### EXERCISE INPUT
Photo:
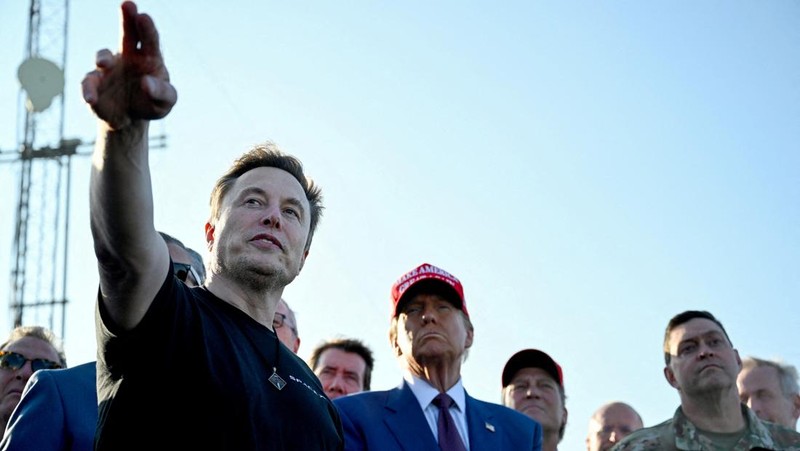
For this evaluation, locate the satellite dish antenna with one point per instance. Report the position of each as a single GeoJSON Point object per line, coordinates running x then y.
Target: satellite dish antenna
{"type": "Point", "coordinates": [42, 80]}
* * *
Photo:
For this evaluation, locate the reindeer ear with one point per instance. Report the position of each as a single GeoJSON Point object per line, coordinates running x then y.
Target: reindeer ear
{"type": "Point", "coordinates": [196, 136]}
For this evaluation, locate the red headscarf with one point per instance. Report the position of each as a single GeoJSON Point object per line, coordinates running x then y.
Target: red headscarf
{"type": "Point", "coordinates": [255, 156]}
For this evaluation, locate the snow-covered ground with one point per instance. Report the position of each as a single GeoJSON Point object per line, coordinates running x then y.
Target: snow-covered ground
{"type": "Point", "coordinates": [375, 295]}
---
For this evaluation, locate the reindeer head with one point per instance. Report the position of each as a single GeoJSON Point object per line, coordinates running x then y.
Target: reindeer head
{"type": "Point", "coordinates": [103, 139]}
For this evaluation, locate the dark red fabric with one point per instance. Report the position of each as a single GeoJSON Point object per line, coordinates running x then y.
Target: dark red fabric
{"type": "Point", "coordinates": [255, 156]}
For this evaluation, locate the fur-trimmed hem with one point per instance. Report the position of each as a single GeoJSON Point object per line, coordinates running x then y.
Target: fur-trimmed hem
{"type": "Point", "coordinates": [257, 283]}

### TASK PROMPT
Pick out every line of the records above that contains the string "trimmed", and copy each one. Matches must have the same case.

### EXERCISE OUTPUT
For this evaluation, locate the fur-trimmed hem with one point per instance. Report the position of each as a single GeoJSON Point object per line, coordinates running x then y.
Target: fur-trimmed hem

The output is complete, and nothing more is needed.